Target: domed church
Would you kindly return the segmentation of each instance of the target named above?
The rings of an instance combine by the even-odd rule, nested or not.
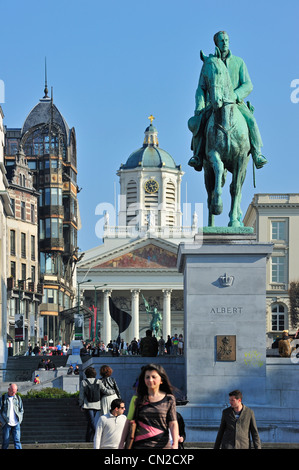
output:
[[[84,336],[105,344],[120,333],[110,315],[112,303],[131,317],[120,333],[126,342],[145,336],[154,311],[161,314],[158,338],[183,334],[183,278],[177,271],[177,249],[180,242],[193,241],[198,228],[196,217],[190,226],[182,226],[183,171],[159,147],[154,118],[149,119],[143,145],[117,171],[118,223],[112,226],[109,213],[105,215],[103,244],[87,250],[77,265],[84,304],[94,310],[90,335]]]

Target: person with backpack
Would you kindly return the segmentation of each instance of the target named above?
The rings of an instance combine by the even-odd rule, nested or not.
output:
[[[79,392],[79,406],[85,413],[87,420],[86,442],[93,442],[99,411],[101,410],[101,397],[113,395],[115,390],[106,388],[102,381],[97,379],[97,371],[88,367],[85,371],[86,379],[82,380]]]
[[[23,421],[23,402],[17,395],[18,387],[10,384],[8,393],[4,393],[0,405],[0,423],[2,425],[2,449],[8,449],[9,437],[12,434],[15,449],[22,449],[21,423]]]

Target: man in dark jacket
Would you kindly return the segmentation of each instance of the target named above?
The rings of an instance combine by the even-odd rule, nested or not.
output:
[[[145,338],[140,341],[140,353],[143,357],[156,357],[158,354],[158,341],[152,336],[152,330],[146,330]]]
[[[229,393],[230,408],[222,412],[214,449],[250,449],[250,435],[255,449],[261,449],[261,441],[254,412],[243,405],[242,393]]]

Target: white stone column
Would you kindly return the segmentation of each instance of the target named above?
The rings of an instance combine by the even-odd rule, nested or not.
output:
[[[102,341],[104,341],[105,346],[109,343],[109,341],[112,339],[111,338],[111,316],[110,316],[110,308],[109,308],[109,297],[111,295],[111,290],[103,290],[104,293],[104,305],[103,305],[103,311],[104,311],[104,325],[103,325],[103,336],[102,336]]]
[[[163,292],[163,338],[171,337],[171,292],[172,289],[162,289]]]
[[[131,323],[131,335],[132,338],[129,340],[139,338],[139,292],[140,290],[132,289],[132,323]]]

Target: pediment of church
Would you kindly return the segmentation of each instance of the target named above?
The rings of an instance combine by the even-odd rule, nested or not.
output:
[[[119,256],[105,256],[102,263],[94,264],[100,269],[174,269],[177,266],[177,254],[163,246],[148,243],[135,247]]]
+ + + + + + +
Exercise goal
Pictures must be left out when the records are transcribed exactly.

Solution for this problem
Target: domed church
Would you kindly return the segmentation of each instance of the target named above?
The rings of an instance combine by the even-odd rule, nested or not.
output:
[[[84,336],[105,344],[120,333],[110,315],[112,303],[131,317],[120,333],[126,342],[145,336],[154,311],[161,314],[158,338],[183,334],[183,278],[177,271],[177,249],[180,242],[193,241],[198,228],[196,217],[190,226],[182,226],[183,171],[159,147],[154,118],[149,119],[143,145],[117,171],[118,223],[112,226],[109,213],[105,215],[103,244],[87,250],[77,265],[84,304],[94,310],[90,335]]]

Target: person with backpack
Would you kindly return the segmentation of each instance of the target named above?
The rings of an instance combine by the even-odd rule, nested or not.
output:
[[[79,392],[79,406],[85,413],[87,420],[86,442],[93,442],[99,411],[101,410],[101,397],[113,395],[115,390],[106,388],[102,381],[97,379],[97,371],[88,367],[85,371],[86,379],[82,380]]]
[[[23,421],[23,402],[17,395],[18,387],[10,384],[8,393],[4,393],[0,405],[0,423],[2,425],[2,449],[8,449],[9,437],[12,434],[15,449],[22,449],[21,423]]]

Target: man in dark jacket
Would you kindly return the segmentation of each instance of the target named above?
The rings of an instance combine by the even-odd rule, nested or not.
output:
[[[145,338],[140,341],[140,353],[143,357],[156,357],[158,354],[158,341],[152,336],[152,330],[146,330]]]
[[[229,393],[230,408],[222,412],[214,449],[250,449],[250,435],[255,449],[261,449],[261,441],[254,412],[243,405],[242,393]]]

Target: white stone column
Would you kindly return the segmentation of each instance of the target named above?
The rings of an instance combine by the even-odd rule, nested or not.
output:
[[[102,341],[104,341],[105,346],[109,343],[109,341],[112,339],[111,338],[111,316],[110,316],[110,308],[109,308],[109,297],[111,295],[111,290],[103,290],[104,293],[104,305],[103,305],[103,311],[104,311],[104,325],[103,325],[103,336],[102,336]]]
[[[163,292],[163,338],[171,337],[171,292],[172,289],[162,289]]]
[[[131,323],[131,335],[132,338],[129,340],[139,338],[139,292],[140,290],[132,289],[132,323]]]

Target: pediment of church
Would you kindly return the segmentation of each instance of the target named above?
The rings of an instance combine by the even-odd rule, nested or not.
output:
[[[119,256],[105,256],[102,263],[94,264],[100,269],[174,269],[177,266],[177,254],[163,246],[148,243],[135,247]]]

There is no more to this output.